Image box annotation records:
□ □ □
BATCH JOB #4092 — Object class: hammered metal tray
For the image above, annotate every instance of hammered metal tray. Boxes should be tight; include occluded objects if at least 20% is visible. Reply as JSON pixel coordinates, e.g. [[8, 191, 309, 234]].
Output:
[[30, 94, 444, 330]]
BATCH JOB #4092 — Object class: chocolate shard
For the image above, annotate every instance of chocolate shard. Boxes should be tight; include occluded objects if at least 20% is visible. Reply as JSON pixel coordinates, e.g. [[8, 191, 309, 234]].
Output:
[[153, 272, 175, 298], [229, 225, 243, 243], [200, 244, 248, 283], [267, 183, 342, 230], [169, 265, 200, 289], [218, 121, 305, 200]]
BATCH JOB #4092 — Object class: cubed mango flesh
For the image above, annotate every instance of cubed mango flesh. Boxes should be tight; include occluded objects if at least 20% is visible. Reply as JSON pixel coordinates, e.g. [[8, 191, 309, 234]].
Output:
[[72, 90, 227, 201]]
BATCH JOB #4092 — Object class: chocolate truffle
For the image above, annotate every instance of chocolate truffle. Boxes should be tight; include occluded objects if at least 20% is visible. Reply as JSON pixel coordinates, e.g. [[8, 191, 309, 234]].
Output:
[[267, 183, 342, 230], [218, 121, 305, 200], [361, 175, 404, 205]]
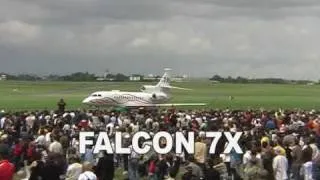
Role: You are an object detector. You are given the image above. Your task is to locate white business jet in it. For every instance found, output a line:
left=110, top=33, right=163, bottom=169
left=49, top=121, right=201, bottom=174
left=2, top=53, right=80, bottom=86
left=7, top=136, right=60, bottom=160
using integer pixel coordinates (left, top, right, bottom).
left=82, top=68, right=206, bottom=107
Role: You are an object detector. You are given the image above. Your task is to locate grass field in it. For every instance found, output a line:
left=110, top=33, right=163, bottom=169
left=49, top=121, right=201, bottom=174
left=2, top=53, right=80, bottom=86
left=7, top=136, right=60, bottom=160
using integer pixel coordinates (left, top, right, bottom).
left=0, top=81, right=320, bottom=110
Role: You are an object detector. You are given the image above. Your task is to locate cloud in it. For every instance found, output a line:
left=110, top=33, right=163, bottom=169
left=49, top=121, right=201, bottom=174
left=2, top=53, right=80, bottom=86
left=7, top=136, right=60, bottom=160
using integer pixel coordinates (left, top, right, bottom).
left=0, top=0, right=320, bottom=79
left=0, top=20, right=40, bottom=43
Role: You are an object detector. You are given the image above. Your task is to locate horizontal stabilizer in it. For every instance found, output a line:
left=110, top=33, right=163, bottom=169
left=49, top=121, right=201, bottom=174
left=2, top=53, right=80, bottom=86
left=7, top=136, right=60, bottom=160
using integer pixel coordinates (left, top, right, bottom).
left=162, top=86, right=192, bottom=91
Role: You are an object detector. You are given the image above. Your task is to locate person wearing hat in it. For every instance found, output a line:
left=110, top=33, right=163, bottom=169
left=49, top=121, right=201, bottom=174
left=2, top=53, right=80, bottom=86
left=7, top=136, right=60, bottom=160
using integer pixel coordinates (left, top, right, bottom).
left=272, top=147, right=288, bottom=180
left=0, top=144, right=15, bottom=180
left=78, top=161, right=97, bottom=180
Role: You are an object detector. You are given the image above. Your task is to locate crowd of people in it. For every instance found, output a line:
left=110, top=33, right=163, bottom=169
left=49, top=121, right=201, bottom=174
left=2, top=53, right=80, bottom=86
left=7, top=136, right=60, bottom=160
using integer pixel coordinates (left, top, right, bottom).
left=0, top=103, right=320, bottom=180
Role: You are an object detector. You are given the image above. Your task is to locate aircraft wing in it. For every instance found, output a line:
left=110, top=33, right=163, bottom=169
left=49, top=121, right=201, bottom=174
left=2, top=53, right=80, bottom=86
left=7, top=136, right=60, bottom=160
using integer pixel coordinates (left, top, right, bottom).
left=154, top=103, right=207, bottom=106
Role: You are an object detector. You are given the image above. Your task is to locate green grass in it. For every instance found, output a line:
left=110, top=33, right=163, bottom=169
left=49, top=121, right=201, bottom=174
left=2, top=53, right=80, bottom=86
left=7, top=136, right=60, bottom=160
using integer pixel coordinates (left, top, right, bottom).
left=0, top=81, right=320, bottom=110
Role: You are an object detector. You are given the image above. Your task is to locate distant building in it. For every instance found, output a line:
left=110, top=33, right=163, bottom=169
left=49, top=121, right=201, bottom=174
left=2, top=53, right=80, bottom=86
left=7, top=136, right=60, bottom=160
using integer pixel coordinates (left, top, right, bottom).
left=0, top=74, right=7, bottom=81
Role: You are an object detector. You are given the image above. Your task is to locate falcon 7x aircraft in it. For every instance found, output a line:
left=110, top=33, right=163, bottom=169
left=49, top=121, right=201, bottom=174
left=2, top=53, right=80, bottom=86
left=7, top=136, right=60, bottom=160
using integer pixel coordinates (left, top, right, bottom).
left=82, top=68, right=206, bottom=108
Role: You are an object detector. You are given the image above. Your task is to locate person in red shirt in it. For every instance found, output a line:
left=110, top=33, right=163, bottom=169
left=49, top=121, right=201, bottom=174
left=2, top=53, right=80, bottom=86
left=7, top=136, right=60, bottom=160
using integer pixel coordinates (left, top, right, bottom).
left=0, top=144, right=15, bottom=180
□ □ □
### Exercise objective
Change every occurrence of "Boxes should be tight" to "Boxes must be tight" in the records above, keeping all other text the same. Leave the pictures out of your answer.

### Task result
BATCH JOB #4092 — Object class: hammered metal tray
For the image above, annotate every instance of hammered metal tray. Boxes must be tight; include occluded objects if at least 20% is visible. Reply as JSON pixel coordinates, e.g. [[8, 191, 309, 234]].
Output:
[[30, 94, 444, 330]]
BATCH JOB #4092 — Object class: chocolate shard
For the image above, annotate every instance of chocolate shard. Boxes must be tight; include occluded objects if at least 20% is visible. Reply as JSON pixel coordinates, e.g. [[8, 191, 309, 234]].
Output:
[[153, 272, 175, 298], [229, 225, 243, 243], [200, 244, 248, 283], [267, 183, 342, 230], [169, 265, 200, 289], [218, 121, 305, 200]]
BATCH JOB #4092 — Object class: cubed mango flesh
For the image above, annotate every instance of cubed mango flesh. Boxes must be tight; include occluded objects if at least 20% is visible. Reply as JSON pixel coordinates, e.g. [[8, 191, 309, 234]].
Output:
[[72, 90, 227, 201]]
BATCH JOB #4092 — Object class: chocolate truffle
For the image above, annotate every instance of chocolate truffle. Boxes must be tight; include occluded objects if at least 20% is visible. Reply as JSON pixel coordinates, e.g. [[8, 191, 309, 234]].
Output:
[[267, 183, 342, 230], [218, 121, 305, 200], [361, 175, 404, 205]]
Role: You are an object detector. You are given the image above. Your task is to locate white business jet in it. For every instance found, output a line:
left=110, top=33, right=163, bottom=169
left=49, top=121, right=201, bottom=174
left=2, top=53, right=80, bottom=86
left=7, top=136, right=60, bottom=160
using integer pixel coordinates (left, top, right, bottom).
left=82, top=68, right=206, bottom=107
Role: You are an object detector. You are given the image above. Your task is to locate grass field in it. For every instance found, output a line:
left=110, top=33, right=163, bottom=169
left=49, top=121, right=201, bottom=174
left=2, top=53, right=80, bottom=86
left=7, top=136, right=60, bottom=160
using integer pixel coordinates (left, top, right, bottom).
left=0, top=81, right=320, bottom=110
Role: You are an object detector. You are given the image above. Your task is to locate cloud in it. For every instance found, output a line:
left=110, top=33, right=163, bottom=169
left=49, top=121, right=201, bottom=174
left=2, top=53, right=80, bottom=86
left=7, top=136, right=60, bottom=160
using integer pixel coordinates (left, top, right, bottom).
left=0, top=0, right=320, bottom=79
left=0, top=20, right=40, bottom=43
Role: You are an object detector. You are given the image above. Your task is to locate horizontal stabilizer in it. For every instance found, output a line:
left=110, top=33, right=163, bottom=169
left=49, top=121, right=201, bottom=174
left=2, top=53, right=80, bottom=86
left=7, top=136, right=60, bottom=160
using integer pixel coordinates (left, top, right, bottom).
left=162, top=86, right=192, bottom=91
Role: You are an object detector. You are given the image above. Your task is to locate person wearing hat in it. For every instance found, output a line:
left=110, top=33, right=163, bottom=169
left=49, top=121, right=201, bottom=174
left=2, top=53, right=80, bottom=86
left=7, top=136, right=60, bottom=160
using integer pixel coordinates (left, top, right, bottom).
left=272, top=147, right=288, bottom=180
left=0, top=144, right=15, bottom=180
left=78, top=161, right=97, bottom=180
Role: You are an object detector. You are given the image above. Your task is to locate crowd of people in it. For every instance found, output a line:
left=110, top=33, right=163, bottom=169
left=49, top=121, right=201, bottom=174
left=2, top=53, right=80, bottom=86
left=7, top=136, right=60, bottom=160
using integer pixel coordinates (left, top, right, bottom).
left=0, top=103, right=320, bottom=180
Role: You are an object detector. You are given the image above. Your task is to locate aircraft wing in it. For every instance found, output a line:
left=110, top=33, right=163, bottom=169
left=49, top=121, right=201, bottom=174
left=2, top=53, right=80, bottom=86
left=7, top=136, right=60, bottom=160
using integer pixel coordinates (left, top, right, bottom).
left=154, top=103, right=207, bottom=106
Role: You are an object detector. You are given the image above. Your task is to locate green grass in it. For every instance found, output a line:
left=110, top=33, right=163, bottom=169
left=49, top=121, right=201, bottom=174
left=2, top=53, right=80, bottom=86
left=7, top=136, right=60, bottom=160
using integer pixel coordinates (left, top, right, bottom).
left=0, top=81, right=320, bottom=110
Role: You are an object detector. You are given the image above. Your task is to locate distant building in it. For every instance found, output a line:
left=110, top=33, right=163, bottom=169
left=49, top=121, right=201, bottom=174
left=2, top=53, right=80, bottom=86
left=7, top=136, right=60, bottom=160
using integer pixel coordinates (left, top, right, bottom).
left=0, top=74, right=7, bottom=81
Role: You are an object detector. You are given the image above. Your task is to locate falcon 7x aircraft in it. For every instance found, output a line:
left=110, top=33, right=163, bottom=169
left=49, top=121, right=201, bottom=174
left=2, top=53, right=80, bottom=86
left=7, top=136, right=60, bottom=160
using integer pixel coordinates (left, top, right, bottom).
left=82, top=68, right=206, bottom=108
Role: You are an object detector. You are given the image above. Your task is to locate person in red shirt in it. For every instance found, output a line:
left=110, top=33, right=163, bottom=169
left=49, top=121, right=201, bottom=174
left=2, top=53, right=80, bottom=86
left=7, top=136, right=60, bottom=160
using integer pixel coordinates (left, top, right, bottom).
left=0, top=144, right=15, bottom=180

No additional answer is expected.